● DATA SUPPLIED

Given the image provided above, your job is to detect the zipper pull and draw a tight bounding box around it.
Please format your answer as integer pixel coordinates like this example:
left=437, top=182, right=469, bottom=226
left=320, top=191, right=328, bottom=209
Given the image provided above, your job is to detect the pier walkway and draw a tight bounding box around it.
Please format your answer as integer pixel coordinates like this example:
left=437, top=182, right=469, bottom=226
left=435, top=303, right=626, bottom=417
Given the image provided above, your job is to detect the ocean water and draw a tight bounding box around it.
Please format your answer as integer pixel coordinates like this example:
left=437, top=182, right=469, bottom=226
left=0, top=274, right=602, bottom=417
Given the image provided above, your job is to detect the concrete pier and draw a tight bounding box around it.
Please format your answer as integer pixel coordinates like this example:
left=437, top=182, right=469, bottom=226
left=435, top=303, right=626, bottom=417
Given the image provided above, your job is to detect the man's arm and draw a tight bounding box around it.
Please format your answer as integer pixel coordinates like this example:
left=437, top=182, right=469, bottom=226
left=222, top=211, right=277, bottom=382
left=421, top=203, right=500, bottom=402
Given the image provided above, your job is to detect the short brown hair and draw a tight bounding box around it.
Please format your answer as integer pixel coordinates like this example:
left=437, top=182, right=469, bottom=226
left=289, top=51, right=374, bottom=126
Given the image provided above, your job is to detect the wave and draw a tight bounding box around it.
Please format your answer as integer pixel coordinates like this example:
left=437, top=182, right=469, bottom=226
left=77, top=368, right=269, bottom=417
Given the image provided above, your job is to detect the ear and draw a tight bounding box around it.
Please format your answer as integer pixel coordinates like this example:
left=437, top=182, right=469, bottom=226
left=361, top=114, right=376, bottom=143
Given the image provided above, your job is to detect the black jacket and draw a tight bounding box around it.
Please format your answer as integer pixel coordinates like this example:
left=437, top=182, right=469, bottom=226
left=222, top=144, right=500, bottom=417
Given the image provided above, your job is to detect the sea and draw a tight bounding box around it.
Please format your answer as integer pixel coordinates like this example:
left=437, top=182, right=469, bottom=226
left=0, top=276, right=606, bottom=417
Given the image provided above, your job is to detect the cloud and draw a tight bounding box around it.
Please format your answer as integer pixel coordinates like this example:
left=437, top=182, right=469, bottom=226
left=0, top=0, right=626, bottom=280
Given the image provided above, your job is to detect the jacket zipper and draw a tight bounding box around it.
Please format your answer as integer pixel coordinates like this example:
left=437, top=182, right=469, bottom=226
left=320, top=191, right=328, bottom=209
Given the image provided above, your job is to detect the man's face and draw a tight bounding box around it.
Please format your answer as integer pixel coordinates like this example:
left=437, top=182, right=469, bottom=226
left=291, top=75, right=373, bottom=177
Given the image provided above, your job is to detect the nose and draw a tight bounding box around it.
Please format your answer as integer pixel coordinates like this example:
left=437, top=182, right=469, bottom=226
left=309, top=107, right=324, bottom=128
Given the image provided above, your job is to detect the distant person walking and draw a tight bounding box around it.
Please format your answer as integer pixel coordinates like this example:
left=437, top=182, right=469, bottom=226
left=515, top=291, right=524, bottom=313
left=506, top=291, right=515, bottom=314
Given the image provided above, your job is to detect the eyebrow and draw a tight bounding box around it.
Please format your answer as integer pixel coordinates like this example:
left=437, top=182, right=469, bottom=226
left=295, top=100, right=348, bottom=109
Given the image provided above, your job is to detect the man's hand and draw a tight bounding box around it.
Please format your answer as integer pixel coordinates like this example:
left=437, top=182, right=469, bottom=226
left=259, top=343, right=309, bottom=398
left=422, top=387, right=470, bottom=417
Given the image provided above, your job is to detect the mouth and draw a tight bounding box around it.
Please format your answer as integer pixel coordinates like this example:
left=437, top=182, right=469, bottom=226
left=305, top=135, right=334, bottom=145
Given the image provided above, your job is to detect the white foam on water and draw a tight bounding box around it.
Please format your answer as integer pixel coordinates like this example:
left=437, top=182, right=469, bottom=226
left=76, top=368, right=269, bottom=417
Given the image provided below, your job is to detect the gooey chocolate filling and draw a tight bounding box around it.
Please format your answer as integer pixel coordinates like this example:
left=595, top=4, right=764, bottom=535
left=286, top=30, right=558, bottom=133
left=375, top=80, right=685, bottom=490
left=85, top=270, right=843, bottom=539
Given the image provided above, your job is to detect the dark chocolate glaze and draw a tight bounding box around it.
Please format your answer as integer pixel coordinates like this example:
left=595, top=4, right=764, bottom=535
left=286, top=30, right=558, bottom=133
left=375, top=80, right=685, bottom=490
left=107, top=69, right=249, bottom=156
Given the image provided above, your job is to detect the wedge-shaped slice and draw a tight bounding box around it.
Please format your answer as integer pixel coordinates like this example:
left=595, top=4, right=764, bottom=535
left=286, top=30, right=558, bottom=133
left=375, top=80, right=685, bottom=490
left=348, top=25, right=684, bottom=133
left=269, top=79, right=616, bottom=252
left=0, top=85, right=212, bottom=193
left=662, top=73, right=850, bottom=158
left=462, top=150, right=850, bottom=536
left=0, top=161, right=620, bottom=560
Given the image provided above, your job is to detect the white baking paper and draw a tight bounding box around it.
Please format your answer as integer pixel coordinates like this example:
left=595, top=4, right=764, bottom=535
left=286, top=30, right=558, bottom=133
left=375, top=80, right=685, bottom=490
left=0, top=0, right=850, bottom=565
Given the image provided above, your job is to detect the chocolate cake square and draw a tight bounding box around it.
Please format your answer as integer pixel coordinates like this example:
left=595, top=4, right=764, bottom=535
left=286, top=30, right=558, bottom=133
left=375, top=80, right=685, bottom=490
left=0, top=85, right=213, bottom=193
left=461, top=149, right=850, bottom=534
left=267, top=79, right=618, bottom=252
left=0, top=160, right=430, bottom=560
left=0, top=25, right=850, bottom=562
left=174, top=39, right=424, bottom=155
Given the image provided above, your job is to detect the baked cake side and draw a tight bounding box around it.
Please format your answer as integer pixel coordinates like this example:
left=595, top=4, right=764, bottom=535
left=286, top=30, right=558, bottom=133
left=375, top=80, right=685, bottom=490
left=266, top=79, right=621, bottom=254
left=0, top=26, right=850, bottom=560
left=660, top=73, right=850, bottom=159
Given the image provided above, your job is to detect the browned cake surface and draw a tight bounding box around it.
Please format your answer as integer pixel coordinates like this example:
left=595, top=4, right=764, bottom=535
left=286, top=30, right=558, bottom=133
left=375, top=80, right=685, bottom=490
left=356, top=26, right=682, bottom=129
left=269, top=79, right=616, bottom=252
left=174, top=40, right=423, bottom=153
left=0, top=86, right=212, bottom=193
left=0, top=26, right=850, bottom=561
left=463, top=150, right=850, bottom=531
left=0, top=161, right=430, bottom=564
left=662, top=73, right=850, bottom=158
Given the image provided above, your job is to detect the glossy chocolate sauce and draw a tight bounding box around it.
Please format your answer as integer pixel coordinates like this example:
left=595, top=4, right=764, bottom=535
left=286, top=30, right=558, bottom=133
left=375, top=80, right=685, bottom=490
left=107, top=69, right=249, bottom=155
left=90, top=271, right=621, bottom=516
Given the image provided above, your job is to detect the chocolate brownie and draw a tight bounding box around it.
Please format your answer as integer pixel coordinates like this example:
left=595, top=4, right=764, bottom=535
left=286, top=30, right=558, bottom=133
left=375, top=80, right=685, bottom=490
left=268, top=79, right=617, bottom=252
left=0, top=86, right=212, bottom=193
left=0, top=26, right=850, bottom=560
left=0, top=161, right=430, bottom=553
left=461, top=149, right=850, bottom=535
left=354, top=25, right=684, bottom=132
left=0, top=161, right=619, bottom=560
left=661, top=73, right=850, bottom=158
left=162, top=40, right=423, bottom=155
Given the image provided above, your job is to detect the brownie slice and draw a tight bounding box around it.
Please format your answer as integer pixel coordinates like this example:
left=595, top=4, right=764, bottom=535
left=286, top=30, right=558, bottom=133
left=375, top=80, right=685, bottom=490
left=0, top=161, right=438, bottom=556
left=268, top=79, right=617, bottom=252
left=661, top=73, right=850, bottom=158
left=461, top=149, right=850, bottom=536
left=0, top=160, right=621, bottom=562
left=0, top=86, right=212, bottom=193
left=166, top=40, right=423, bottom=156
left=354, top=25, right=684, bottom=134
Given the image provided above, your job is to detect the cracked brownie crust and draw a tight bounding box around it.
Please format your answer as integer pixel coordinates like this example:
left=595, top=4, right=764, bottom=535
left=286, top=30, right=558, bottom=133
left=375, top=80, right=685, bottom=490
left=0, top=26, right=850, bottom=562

● TO BE DONE
Could you render the part of the entries above that opens with the line containing "the man's hand" and closes with the line containing "left=422, top=387, right=470, bottom=417", both ends included, as a Markdown table with the columns Row and Line, skipping any blank lines?

● SOLVED PROBLEM
| Row | Line |
|---|---|
| 1 | Given the image provided above, your job is to detect the man's hand and draw a tight bounding box around it. |
| 2 | Please format your answer as integer pixel coordinates like this example: |
| 3 | left=437, top=182, right=469, bottom=226 |
| 4 | left=259, top=343, right=309, bottom=398 |
| 5 | left=422, top=387, right=470, bottom=417 |